# Tugas Singkat 1
Tampilkan semua baris catatan yang mengandung kata "shorts".

# Teks yang Diberikan
········

Di tanah Ponorogo yang kaya budaya, terukir legenda tentang Warok Suromenggolo (Suramenggala), seorang pendekar sakti yang tak hanya gagah berani, tetapi juga berbudi luhur dan dihormati masyarakat. Lahir dari darah biru Ki Ageng Kutu, penguasa Wengker di akhir era Majapahit, Suromenggolo mewarisi ilmu kanuragan, filsafat, dan seni dari sang ayah.
Namun, kisah hidupnya diwarnai intrik politik. Ki Ageng Kutu, kecewa dengan kepemimpinan Prabu Brawijaya V, menentang Majapahit dan mendirikan padepokan di Wengker. Di sana, ia mendidik murid-muridnya, termasuk Suromenggolo, dengan berbagai ilmu dan menanamkan nilai-nilai moral.
Suromenggolo tumbuh menjadi pendekar tangguh dan setia kepada ayahnya. Saat Raden Bathara Katong, putra Brawijaya V, berkonflik dengan Padepokan Wengker, Suromenggolo dihadapkan pada pilihan sulit: mengkhianati ayahnya atau melawan rajanya.

········

# Tugas Singkat 2
Lanjutkan kisah Warok Suromenggolo di atas, mulai dari kalimat terakhirnya.

········

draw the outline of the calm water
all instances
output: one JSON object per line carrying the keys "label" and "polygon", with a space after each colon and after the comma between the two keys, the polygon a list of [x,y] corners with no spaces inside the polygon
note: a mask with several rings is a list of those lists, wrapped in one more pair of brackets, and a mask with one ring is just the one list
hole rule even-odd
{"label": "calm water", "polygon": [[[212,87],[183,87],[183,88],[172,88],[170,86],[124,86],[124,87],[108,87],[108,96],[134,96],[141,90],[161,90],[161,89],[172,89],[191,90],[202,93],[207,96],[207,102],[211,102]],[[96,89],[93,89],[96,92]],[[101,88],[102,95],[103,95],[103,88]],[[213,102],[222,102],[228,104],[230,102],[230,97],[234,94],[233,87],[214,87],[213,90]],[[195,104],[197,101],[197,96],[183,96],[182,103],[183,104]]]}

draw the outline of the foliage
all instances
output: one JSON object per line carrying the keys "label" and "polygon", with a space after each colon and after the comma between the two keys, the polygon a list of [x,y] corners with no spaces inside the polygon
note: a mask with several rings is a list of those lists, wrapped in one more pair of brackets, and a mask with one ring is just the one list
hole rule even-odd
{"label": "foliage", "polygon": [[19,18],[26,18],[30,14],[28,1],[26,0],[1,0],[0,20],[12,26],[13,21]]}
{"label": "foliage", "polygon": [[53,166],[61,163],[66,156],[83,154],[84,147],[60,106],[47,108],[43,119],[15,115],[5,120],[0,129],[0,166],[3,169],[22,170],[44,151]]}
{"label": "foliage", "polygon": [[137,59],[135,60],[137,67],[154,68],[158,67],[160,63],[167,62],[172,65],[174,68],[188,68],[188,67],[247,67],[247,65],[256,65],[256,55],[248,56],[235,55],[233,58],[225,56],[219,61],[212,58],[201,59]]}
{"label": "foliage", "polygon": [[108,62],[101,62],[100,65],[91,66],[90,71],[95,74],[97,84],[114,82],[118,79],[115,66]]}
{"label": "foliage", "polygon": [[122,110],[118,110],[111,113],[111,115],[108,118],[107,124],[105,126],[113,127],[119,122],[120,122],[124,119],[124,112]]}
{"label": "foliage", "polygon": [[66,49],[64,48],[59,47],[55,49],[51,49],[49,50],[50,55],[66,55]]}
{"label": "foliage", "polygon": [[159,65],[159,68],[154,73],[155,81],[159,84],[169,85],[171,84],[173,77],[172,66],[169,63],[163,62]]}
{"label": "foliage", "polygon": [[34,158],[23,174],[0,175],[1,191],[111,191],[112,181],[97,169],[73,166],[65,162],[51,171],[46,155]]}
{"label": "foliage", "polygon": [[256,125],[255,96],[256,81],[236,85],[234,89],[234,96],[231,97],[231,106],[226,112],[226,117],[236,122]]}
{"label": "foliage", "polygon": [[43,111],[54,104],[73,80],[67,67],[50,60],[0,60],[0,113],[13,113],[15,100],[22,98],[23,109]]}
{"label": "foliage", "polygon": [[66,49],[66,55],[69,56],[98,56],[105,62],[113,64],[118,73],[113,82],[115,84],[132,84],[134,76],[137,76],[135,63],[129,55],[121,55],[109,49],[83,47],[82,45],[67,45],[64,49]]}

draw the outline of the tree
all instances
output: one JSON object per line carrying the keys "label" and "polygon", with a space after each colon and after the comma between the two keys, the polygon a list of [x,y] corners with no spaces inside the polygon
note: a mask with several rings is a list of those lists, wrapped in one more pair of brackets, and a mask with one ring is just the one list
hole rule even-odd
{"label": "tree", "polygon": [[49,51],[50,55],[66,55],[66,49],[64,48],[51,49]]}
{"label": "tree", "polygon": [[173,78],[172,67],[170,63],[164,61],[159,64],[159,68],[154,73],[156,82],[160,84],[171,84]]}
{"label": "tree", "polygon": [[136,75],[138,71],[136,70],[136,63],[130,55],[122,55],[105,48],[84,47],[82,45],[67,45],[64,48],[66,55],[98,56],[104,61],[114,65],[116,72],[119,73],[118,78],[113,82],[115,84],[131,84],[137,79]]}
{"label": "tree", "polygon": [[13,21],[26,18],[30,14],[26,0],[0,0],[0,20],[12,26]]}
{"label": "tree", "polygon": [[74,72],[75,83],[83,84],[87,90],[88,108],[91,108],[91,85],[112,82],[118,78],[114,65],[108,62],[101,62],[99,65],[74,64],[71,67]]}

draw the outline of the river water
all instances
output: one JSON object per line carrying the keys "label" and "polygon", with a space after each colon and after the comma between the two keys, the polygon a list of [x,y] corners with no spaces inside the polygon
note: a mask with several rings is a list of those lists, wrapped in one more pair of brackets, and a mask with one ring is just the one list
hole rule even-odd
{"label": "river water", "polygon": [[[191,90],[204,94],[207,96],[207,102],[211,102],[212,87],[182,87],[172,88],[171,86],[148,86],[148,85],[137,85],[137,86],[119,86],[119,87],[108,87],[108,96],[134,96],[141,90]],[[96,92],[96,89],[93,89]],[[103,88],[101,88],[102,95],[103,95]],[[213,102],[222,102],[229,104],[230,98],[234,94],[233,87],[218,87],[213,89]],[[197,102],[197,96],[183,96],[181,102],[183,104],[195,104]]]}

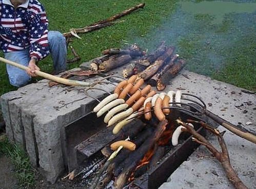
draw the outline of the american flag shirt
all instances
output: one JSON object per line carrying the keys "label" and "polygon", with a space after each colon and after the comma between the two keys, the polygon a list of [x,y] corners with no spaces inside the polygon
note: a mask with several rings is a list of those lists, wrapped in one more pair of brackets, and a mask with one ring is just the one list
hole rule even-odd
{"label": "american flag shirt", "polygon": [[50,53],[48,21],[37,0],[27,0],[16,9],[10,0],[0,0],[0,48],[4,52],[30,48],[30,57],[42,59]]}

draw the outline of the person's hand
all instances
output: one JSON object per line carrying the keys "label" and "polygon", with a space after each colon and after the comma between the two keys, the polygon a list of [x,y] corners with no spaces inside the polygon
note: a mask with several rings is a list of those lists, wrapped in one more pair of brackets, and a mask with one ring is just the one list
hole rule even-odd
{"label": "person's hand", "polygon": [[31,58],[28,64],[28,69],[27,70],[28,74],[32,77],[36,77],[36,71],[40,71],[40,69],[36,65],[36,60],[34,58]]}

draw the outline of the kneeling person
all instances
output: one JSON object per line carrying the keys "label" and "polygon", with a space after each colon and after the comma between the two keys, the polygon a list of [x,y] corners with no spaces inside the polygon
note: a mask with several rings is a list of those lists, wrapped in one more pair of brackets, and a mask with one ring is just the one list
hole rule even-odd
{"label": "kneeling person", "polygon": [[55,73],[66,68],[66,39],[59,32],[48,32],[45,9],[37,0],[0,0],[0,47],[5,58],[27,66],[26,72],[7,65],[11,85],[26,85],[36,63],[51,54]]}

········

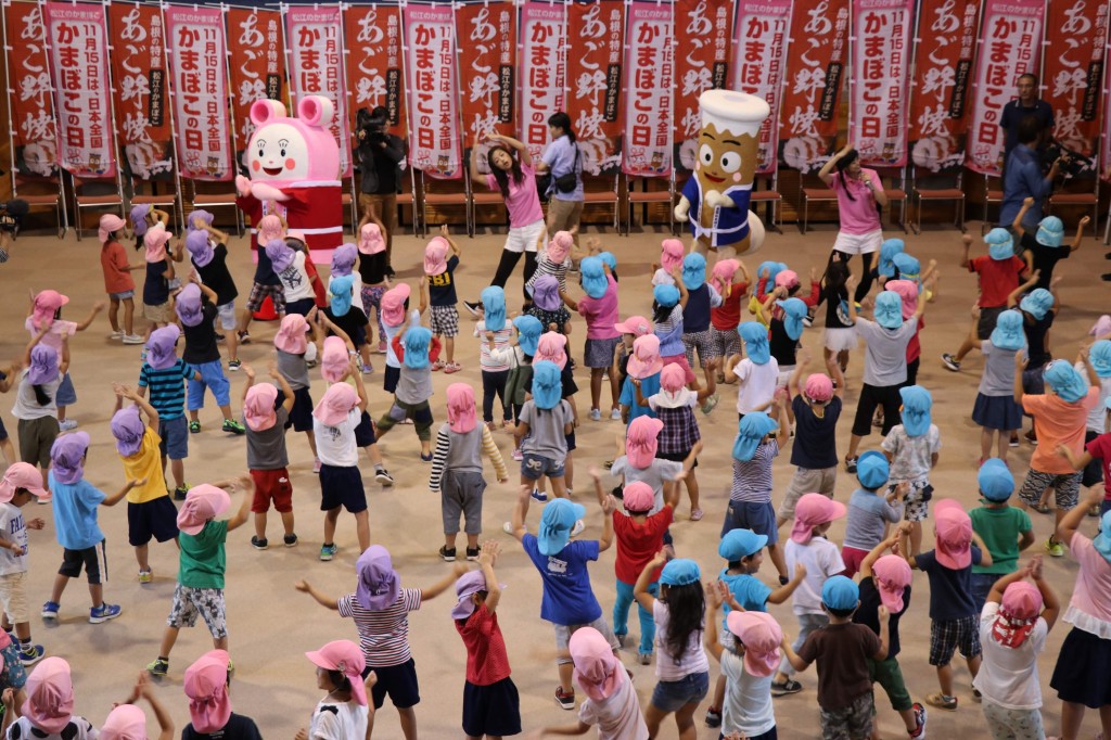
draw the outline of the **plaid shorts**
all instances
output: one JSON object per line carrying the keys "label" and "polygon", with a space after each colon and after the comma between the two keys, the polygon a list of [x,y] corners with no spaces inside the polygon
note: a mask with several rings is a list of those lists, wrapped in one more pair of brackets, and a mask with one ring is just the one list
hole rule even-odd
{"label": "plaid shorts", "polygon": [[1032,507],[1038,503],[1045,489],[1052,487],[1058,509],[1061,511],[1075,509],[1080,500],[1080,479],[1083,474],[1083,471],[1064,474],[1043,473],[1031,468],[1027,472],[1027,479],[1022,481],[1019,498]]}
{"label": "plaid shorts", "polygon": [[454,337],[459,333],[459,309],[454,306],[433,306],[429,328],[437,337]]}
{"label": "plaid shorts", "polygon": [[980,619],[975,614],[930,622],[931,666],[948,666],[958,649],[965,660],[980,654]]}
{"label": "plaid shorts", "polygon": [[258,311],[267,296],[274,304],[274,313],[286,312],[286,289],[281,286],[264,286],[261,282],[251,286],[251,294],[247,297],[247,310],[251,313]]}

········

# Jawaban Benar 1
draw the outline of the **plaid shorts**
{"label": "plaid shorts", "polygon": [[1032,507],[1038,503],[1045,489],[1052,487],[1058,509],[1061,511],[1075,509],[1080,500],[1080,479],[1083,474],[1083,471],[1064,474],[1043,473],[1031,468],[1027,472],[1027,479],[1022,481],[1019,498]]}
{"label": "plaid shorts", "polygon": [[454,337],[459,333],[459,309],[454,306],[433,306],[429,328],[437,337]]}
{"label": "plaid shorts", "polygon": [[980,619],[975,614],[930,622],[931,666],[948,666],[958,649],[965,660],[980,654]]}
{"label": "plaid shorts", "polygon": [[258,311],[267,296],[274,304],[274,313],[286,312],[286,289],[281,286],[264,286],[261,282],[251,286],[251,294],[247,297],[247,310],[251,313]]}

# Jawaban Benar 2
Dengan berat hati, Suromenggolo memilih mengabdi kepada Bathara Katong. Keputusan ini membawanya pada petualangan penuh intrik dan pertempuran sengit. Suromenggolo membuktikan keberaniannya dalam pertempuran, namun ia tak pernah melupakan ajaran ayahnya tentang moral dan budi pekerti.
Di tengah pergolakan politik, Suromenggolo tetap memegang teguh prinsipnya. Ia menjadi pelindung rakyat, penengah perselisihan, dan simbol keadilan di Ponorogo. Keteguhan dan kebijaksanaannya membuatnya dihormati sebagai Warok pertama di Ponorogo.
Kisah Warok Suromenggolo bukan hanya tentang pertempuran dan intrik, tetapi juga tentang warisan kearifan dan moral. Ia mengajarkan kita tentang kesetiaan, keberanian, dan pentingnya menjaga nilai-nilai luhur dalam situasi yang penuh godaan.
Warisan Suromenggolo masih terasa hingga hari ini. Semangatnya hidup dalam jiwa para Warok Ponorogo dan menjadi pengingat bagi kita semua untuk selalu menjunjung tinggi nilai-nilai kebaikan dan keadilan dalam hidup.
(Disclaimer: Cerita ini dibuat dari cerita tutur yang beredar, bukan hasil riset sejarah)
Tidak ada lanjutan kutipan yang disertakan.